__About this exercise__
Some lines below hold "dress". Pick them out and copy them.

^^^^^^^^

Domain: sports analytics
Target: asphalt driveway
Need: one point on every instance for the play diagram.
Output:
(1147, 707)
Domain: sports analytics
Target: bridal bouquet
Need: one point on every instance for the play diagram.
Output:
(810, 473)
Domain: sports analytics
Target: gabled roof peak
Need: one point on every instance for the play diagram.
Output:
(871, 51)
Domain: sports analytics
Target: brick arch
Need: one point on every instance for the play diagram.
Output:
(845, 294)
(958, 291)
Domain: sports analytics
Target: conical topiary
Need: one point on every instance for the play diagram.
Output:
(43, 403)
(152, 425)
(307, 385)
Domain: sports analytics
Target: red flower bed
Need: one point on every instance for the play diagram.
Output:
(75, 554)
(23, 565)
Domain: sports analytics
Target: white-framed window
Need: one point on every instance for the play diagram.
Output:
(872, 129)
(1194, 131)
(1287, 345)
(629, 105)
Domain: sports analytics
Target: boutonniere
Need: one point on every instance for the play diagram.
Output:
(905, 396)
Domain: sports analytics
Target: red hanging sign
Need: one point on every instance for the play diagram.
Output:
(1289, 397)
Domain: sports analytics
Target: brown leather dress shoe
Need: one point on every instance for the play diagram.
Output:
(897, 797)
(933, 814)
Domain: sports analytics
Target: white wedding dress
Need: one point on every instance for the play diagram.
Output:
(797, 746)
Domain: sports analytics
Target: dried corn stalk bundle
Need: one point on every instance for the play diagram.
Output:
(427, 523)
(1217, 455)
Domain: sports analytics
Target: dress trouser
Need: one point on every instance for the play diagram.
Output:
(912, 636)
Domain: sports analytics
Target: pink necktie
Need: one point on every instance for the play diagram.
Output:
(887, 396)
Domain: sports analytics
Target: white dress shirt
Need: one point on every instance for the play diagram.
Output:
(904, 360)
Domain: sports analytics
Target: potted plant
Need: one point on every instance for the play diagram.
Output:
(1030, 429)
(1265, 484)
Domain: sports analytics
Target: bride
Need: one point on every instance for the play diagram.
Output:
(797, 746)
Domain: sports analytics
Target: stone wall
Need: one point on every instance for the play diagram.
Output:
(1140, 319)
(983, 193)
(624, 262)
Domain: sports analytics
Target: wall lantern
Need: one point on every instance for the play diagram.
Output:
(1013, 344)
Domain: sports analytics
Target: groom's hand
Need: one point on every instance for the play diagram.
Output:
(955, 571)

^^^^^^^^

__Task answer__
Target: brown leather dress shoe
Target: white wedding dress
Target: dress trouser
Target: white dress shirt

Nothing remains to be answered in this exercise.